_Exercise description_. Set down each record below precisely, skipping the pictures.

* START *

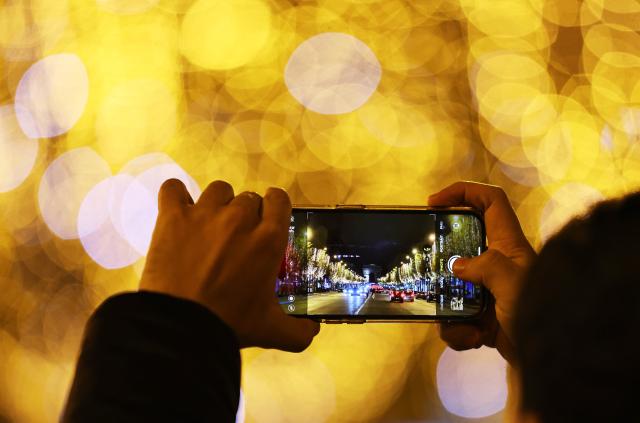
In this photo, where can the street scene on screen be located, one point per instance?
(378, 264)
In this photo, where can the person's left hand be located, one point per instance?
(224, 252)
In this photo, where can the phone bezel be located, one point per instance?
(332, 319)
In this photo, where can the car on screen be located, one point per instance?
(402, 295)
(357, 291)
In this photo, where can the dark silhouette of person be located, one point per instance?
(170, 352)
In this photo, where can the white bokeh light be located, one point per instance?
(17, 153)
(332, 73)
(65, 184)
(96, 226)
(139, 209)
(472, 383)
(52, 95)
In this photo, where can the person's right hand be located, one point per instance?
(500, 268)
(224, 252)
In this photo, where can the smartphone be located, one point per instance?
(356, 264)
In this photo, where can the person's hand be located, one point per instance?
(224, 252)
(499, 269)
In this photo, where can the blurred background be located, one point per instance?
(337, 101)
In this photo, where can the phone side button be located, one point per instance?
(350, 206)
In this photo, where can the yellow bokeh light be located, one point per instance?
(224, 34)
(541, 97)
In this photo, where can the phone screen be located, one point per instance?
(379, 264)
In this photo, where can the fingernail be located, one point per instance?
(459, 265)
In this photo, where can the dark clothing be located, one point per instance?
(152, 357)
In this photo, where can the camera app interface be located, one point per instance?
(378, 263)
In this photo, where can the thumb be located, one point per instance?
(491, 269)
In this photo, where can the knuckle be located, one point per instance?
(220, 186)
(231, 218)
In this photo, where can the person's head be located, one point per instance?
(578, 319)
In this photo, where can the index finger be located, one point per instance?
(501, 221)
(276, 207)
(172, 194)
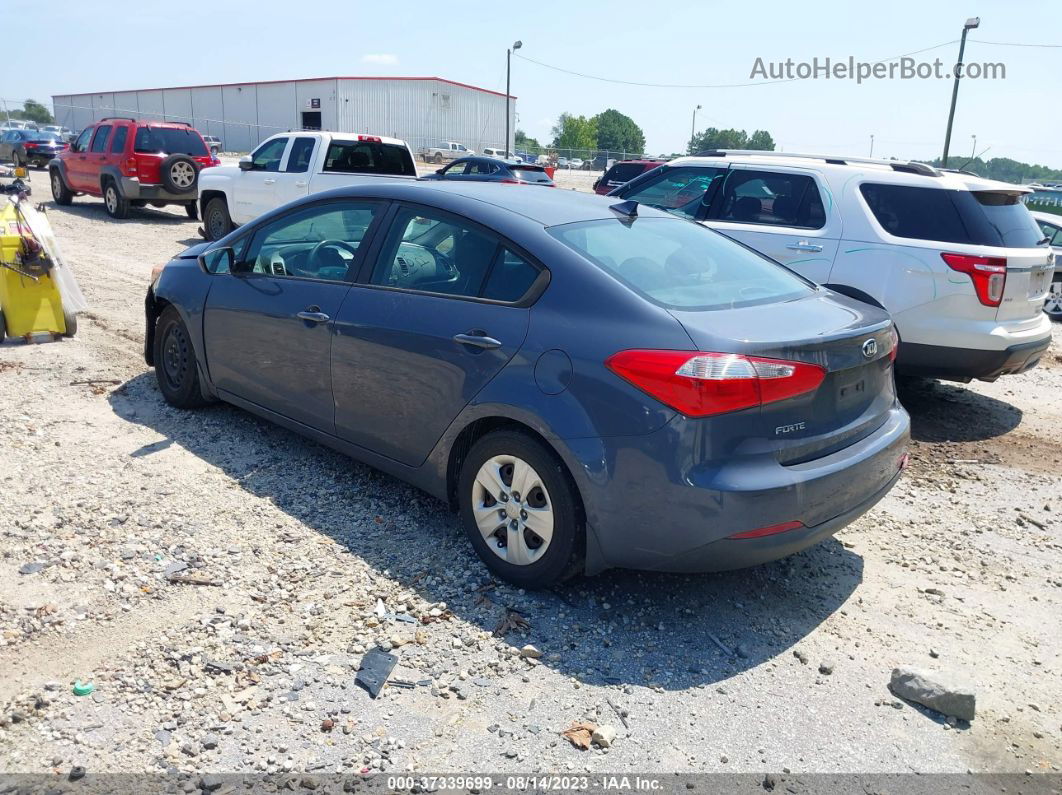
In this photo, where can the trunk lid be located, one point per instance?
(850, 340)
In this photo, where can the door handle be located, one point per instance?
(803, 245)
(478, 341)
(312, 314)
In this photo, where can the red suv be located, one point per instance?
(132, 163)
(623, 172)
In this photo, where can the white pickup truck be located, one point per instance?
(293, 165)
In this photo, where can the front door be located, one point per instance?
(269, 325)
(433, 323)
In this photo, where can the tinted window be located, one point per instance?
(681, 265)
(435, 254)
(510, 278)
(951, 215)
(118, 142)
(268, 156)
(298, 158)
(317, 242)
(169, 141)
(682, 191)
(777, 199)
(100, 139)
(369, 157)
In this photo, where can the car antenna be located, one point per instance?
(627, 210)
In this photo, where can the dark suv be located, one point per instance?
(132, 163)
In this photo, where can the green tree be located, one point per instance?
(575, 133)
(33, 110)
(618, 133)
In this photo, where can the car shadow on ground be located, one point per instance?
(669, 631)
(947, 412)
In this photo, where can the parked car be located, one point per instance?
(1050, 225)
(954, 258)
(445, 151)
(213, 142)
(492, 170)
(30, 148)
(289, 166)
(132, 163)
(623, 172)
(565, 372)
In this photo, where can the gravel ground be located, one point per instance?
(296, 560)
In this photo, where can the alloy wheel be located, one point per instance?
(513, 510)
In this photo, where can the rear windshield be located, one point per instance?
(682, 265)
(532, 175)
(169, 141)
(624, 172)
(975, 218)
(369, 157)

* END *

_Exercise response_.
In this photo, where can the street scene on screen be located, one point per instance?
(378, 264)
In this photo, where can the person's left hand be located, one point per instance?
(224, 252)
In this photo, where can the phone bezel be located, one point per instance?
(332, 319)
In this photo, where can the car on screen be located, one point per instance?
(402, 295)
(357, 291)
In this photo, where can the dark silhouette of person be located, one point per instance?
(170, 352)
In this photo, where can the white bokeh light be located, one point per instance?
(17, 153)
(332, 73)
(65, 184)
(96, 226)
(139, 209)
(472, 383)
(52, 95)
In this photo, where can the person's right hand be located, one point per instance?
(500, 268)
(224, 252)
In this photo, where can the smartphone be located, one point per instance?
(356, 264)
In this photo, where can the person's hand be located, one point per instance?
(224, 252)
(499, 269)
In this photo, where can the blurred background be located, one point per instance?
(337, 101)
In this photo, where can the phone side button be located, one point per instance?
(350, 206)
In this photo, where can the yellow bokeh light be located, one point per instance?
(224, 34)
(541, 97)
In this photo, where can the phone screen be located, one point per instance?
(379, 264)
In this photo, where can the fingernail be located, one point per instance?
(459, 265)
In this photo, where can the dark clothing be located, one point per instance?
(152, 357)
In this photo, where can the camera app interface be located, one point per instance?
(378, 263)
In this photo, where can the thumb be located, one point per instance?
(491, 269)
In this photo, where can the knuckle be located, one point per instance?
(220, 186)
(231, 218)
In this photo, where can the person's head be located, one point per instance?
(578, 319)
In this photo, where can the index finger be located, one point per instance?
(501, 221)
(276, 207)
(172, 194)
In this photo, where can the trunk lid be located, one point per instance?
(850, 340)
In this photo, where can the door handle be located, one point per instance?
(803, 245)
(478, 341)
(312, 314)
In this photo, where can the red suv be located, one point per instance?
(132, 163)
(623, 172)
In this photo, where can the white pickup truck be located, one point per instance?
(293, 165)
In this photo, where can the front door be located, one point per instance?
(269, 325)
(433, 323)
In this photo, where can the tinted window be located, one point per instance?
(681, 265)
(435, 254)
(510, 278)
(951, 215)
(118, 142)
(268, 156)
(298, 158)
(317, 242)
(169, 141)
(682, 191)
(777, 199)
(100, 139)
(369, 157)
In this photo, where can the car antenna be located, one point per instance?
(627, 210)
In this photo, where can the dark suv be located, one point per instance?
(132, 163)
In this photo, where can the green tree be located, one point per instance?
(575, 133)
(33, 110)
(618, 133)
In this photo, where can the car shadow on ground be located, one point per instance?
(669, 631)
(947, 412)
In this photo, where can the parked car be located, one point per instance?
(1050, 225)
(954, 258)
(445, 151)
(213, 142)
(492, 170)
(30, 148)
(289, 166)
(132, 163)
(623, 172)
(565, 372)
In this photo, where can the gravel ground be located, one point per instance?
(296, 560)
In this photo, where can the alloy wheel be located, one point per instance?
(513, 510)
In this photo, where can the rear windshield be located, one point per instance?
(682, 265)
(532, 175)
(169, 141)
(624, 172)
(975, 218)
(369, 157)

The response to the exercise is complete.